* **Requirement**:
The required answer is an exact copy of the records below, without pictures.

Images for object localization
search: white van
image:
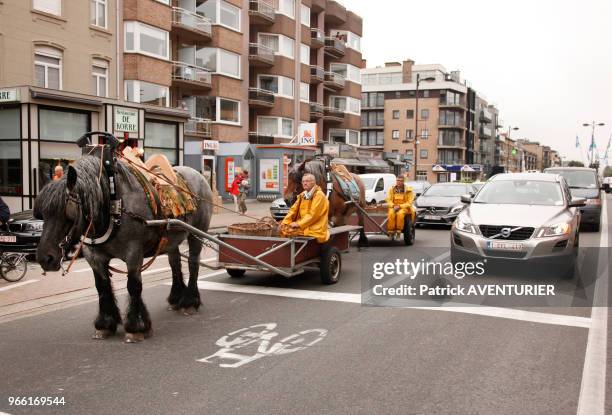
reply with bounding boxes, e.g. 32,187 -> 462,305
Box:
359,173 -> 397,204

* **Response**:
search: white van
image:
reply with bounding boxes, e.g. 32,187 -> 462,305
Box:
359,173 -> 397,204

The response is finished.